PARTS OF THE EXERCISE:
[1] In the post on planetary boundaries, which of the nine areas is said to have been fixed through a global effort?
[2] Transcribe the post on planetary boundaries word for word, beginning at the words "Pollution passes boundaries" and stopping after "year after publication)".

Monday, February 28, 2022

pollution beyond boundaries

The planetary boundaries concept is useful to illustrate just how unsustainable our use of global resources is, and how we are shifting our planetary environment out of the holocene conditions, into the anthropocene. Out of the nine general areas defined by Rockström and colleagues in 2009, there's only one that we have been able to fix with a global effort, namely stratospheric ozone. Among the others, four were found to be breached, and now a new study has added "new entities" including chemicals and plastics as the 5th. I used this occasion to have a look at the boundaries concept and the situation around chemical and plastic pollution.

The resulting feature is out now:

Pollution passes boundaries

Current Biology Volume 32, Issue 4, 28 February 2022, Pages R141-R143

Restricted access to full text and PDF download
(will become open access again one year after publication)

Magic link for free access
(first seven weeks only)

GIVEN DATA:
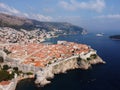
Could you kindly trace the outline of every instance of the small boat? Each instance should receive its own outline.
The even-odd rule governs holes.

ANSWERS TO THE EXERCISES:
[1] Stratospheric ozone.

[2]
Pollution passes boundaries

Current Biology Volume 32, Issue 4, 28 February 2022, Pages R141-R143

Restricted access to full text and PDF download
(will become open access again one year after publication)